To do:
The expected result is the run of lines from the one containing "column 1163, row 481" to the end of the listing, copied exactly.

Records for the task:
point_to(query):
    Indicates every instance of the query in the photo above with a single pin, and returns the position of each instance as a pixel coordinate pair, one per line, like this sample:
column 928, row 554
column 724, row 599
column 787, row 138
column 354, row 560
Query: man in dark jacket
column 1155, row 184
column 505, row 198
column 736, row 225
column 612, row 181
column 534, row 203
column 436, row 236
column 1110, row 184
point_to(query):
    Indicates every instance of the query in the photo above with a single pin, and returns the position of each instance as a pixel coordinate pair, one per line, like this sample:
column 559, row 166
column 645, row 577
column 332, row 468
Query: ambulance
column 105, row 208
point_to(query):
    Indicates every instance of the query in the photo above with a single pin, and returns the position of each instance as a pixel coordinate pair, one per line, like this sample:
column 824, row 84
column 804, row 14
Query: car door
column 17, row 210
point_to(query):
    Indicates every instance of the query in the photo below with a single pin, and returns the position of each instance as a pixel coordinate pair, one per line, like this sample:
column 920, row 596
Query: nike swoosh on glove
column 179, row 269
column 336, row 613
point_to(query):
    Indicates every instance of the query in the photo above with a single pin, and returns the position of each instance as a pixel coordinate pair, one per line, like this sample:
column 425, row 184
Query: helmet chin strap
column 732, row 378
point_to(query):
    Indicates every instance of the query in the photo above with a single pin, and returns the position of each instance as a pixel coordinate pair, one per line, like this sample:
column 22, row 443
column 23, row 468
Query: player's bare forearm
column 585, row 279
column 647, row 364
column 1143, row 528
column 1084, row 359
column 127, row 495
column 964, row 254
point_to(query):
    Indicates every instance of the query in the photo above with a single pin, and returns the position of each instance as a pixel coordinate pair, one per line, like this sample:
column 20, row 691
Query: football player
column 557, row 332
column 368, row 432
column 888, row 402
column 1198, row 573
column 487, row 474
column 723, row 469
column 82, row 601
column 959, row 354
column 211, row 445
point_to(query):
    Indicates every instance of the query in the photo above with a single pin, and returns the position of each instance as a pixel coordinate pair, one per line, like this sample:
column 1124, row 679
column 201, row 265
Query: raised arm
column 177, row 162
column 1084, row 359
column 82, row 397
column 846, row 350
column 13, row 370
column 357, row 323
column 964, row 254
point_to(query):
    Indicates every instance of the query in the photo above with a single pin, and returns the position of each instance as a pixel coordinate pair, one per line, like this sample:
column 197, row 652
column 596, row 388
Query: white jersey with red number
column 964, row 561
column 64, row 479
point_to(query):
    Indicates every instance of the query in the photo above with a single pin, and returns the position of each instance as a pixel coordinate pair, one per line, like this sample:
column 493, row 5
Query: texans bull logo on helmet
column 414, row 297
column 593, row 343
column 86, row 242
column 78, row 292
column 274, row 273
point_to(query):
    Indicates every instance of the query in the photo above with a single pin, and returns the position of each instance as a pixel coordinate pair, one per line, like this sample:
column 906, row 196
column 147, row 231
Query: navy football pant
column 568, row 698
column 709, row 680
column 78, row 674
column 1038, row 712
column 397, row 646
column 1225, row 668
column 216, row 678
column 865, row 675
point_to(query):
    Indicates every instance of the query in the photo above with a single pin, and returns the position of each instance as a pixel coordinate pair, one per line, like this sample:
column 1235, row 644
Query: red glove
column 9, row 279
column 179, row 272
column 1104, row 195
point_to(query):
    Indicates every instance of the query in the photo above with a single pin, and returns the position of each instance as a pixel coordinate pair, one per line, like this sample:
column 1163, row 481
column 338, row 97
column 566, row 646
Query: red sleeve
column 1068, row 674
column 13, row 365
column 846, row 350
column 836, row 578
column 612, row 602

Output for this task:
column 1163, row 481
column 338, row 97
column 566, row 646
Query: red sleeve
column 1068, row 674
column 13, row 365
column 846, row 350
column 836, row 578
column 612, row 602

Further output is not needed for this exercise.